• [Amaç 1]
Aşağıdaki, Türkiye ile İsviçre arasında imzalanan anlaşmayı konu alan haberi iki cümleyle özetleyin.

• [Gösterilen Metin]
========================================================================

MELİS YILDIRIM
Türkiye ve İsviçre arasında “Arkeolojik Kültür Varlıklarının Yasa Dışı İthali ve Transit Geçişinin Önlenmesi ile İadesine Yönelik Anlaşma” imzalandı. Anadolu Medeniyetleri Müzesi`nde düzenlenen imza töreninde konuşan İsviçre Kültür Bakanı Alain Berset, “Bu çok önemli anlaşmanın imzalanması bizim için çok önemli” dedi. Kültür ve Turizm Bakanı Mehmet Nuri Ersoy ise, “Bu anlaşma yürürlüğe girdikten sonra yasadışı yollarla ülkemizden çıkarılan arkeolojik eserlerin İsviçre`ye girmesini yasadışı hale getirmek, İsviçre makamlarına, bu eserlere el koyma yetkisi vermektedir. Bu yolla İsviçre makamlarınca tespit edilen kültür varlıklarının ülkemize iadesi mümkün kılınmaktadır” diye konuştu.

========================================================================

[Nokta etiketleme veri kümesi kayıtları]
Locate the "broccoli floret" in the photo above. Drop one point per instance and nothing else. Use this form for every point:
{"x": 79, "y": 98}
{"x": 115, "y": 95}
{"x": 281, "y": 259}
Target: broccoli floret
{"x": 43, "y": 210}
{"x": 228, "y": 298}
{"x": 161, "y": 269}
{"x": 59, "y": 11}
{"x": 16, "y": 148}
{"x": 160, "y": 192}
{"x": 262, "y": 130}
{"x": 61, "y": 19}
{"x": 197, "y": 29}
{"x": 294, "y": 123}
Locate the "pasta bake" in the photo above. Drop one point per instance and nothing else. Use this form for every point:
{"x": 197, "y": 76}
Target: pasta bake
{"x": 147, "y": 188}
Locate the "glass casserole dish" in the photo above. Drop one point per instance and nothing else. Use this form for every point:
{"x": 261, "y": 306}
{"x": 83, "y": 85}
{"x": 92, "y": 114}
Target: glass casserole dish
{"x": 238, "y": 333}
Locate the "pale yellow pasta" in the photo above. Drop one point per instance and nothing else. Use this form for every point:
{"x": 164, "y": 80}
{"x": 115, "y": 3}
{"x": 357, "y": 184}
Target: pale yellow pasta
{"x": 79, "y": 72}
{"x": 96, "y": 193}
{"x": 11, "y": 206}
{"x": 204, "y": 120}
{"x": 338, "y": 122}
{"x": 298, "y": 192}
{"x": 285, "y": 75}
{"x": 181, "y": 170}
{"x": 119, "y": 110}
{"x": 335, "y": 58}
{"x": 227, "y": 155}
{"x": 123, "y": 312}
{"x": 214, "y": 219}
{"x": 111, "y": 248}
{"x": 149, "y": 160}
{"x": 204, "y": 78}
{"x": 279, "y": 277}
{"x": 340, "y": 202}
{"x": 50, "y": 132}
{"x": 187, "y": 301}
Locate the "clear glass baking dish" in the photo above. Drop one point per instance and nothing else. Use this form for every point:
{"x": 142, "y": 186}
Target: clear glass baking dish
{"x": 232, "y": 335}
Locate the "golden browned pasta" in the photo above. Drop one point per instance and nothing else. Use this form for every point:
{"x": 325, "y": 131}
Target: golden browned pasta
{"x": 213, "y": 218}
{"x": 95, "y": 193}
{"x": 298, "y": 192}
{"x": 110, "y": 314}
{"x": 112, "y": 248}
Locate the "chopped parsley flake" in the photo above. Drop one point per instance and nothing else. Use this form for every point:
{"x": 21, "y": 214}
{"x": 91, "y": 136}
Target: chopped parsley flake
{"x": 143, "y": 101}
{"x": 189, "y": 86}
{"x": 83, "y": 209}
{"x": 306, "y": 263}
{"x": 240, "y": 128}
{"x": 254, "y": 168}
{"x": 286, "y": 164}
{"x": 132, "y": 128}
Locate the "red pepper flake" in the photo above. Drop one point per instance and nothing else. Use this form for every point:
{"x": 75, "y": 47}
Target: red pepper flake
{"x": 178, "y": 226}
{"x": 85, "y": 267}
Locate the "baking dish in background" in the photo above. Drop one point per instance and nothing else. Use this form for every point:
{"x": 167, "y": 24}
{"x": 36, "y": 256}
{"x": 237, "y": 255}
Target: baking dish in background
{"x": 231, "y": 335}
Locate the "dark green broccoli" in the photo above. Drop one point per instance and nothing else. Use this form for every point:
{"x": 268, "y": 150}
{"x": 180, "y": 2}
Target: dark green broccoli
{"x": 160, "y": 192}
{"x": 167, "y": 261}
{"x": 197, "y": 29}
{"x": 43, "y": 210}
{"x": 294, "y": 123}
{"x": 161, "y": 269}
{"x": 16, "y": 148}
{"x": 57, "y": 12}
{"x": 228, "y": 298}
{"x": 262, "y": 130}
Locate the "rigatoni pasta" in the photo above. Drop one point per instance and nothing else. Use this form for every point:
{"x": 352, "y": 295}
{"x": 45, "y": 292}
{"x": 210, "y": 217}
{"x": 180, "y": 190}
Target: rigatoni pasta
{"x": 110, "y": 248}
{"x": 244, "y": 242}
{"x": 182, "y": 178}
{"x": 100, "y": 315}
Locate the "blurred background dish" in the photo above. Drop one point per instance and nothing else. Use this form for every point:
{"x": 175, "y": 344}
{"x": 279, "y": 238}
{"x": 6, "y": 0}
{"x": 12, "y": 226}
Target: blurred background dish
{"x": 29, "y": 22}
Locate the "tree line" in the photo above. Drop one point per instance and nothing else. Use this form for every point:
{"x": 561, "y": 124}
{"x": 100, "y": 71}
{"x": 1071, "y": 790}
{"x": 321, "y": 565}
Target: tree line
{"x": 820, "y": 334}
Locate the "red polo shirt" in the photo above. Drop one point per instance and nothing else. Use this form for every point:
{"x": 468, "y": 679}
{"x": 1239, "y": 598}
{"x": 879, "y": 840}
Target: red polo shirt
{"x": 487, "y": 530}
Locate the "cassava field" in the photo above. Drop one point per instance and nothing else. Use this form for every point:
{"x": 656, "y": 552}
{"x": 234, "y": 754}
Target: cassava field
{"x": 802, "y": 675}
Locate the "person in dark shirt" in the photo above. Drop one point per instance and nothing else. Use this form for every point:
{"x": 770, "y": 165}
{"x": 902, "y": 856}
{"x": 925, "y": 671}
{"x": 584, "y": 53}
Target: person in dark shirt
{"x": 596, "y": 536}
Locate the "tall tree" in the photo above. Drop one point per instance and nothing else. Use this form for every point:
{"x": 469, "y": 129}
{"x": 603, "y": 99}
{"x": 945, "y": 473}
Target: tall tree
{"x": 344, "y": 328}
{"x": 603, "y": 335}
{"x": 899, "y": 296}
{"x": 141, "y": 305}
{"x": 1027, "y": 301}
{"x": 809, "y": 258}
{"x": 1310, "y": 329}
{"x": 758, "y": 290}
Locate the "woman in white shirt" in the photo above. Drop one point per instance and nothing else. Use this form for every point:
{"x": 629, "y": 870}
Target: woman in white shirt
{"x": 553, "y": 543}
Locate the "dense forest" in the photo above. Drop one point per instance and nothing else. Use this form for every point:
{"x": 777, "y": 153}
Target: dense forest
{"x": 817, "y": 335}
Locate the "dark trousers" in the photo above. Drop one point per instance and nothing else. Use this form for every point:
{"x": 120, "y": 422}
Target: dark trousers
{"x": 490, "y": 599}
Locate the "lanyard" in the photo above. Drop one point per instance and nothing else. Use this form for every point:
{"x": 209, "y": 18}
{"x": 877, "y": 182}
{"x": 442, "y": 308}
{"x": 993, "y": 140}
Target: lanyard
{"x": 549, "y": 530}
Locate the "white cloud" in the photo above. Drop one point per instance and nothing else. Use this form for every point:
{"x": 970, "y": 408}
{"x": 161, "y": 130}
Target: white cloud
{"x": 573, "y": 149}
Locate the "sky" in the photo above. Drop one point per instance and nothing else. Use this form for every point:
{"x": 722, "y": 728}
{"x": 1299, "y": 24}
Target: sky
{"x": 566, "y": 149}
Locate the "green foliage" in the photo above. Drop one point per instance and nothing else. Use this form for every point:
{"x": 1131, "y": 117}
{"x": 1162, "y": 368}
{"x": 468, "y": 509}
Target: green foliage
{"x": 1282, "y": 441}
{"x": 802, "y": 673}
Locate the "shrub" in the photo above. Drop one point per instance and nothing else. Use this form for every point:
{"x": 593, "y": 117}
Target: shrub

========================================================================

• [Amaç 2]
Kayıtlarda "broccoli" kelimesinin geçtiği tüm satırları çıkarın; büyük-küçük harf farkı önemlidir.

• [Görev Yanıtı 1]
Türkiye ile İsviçre arasında, arkeolojik kültür varlıklarının yasa dışı ithali ve transit geçişinin önlenmesi ile iadesine yönelik bir anlaşma imzalandı; imza töreni Anadolu Medeniyetleri Müzesi'nde düzenlendi. Kültür ve Turizm Bakanı Mehmet Nuri Ersoy'a göre anlaşma yürürlüğe girdikten sonra, ülkeden yasa dışı yollarla çıkarılan arkeolojik eserlerin İsviçre'ye girişi yasa dışı hale gelecek, İsviçre makamları bu eserlere el koyabilecek ve tespit edilen kültür varlıklarının iadesi mümkün olacak.

• [Görev Yanıtı 2]
Locate the "broccoli floret" in the photo above. Drop one point per instance and nothing else. Use this form for every point:
Target: broccoli floret
Locate the "dark green broccoli" in the photo above. Drop one point per instance and nothing else. Use this form for every point:
Target: dark green broccoli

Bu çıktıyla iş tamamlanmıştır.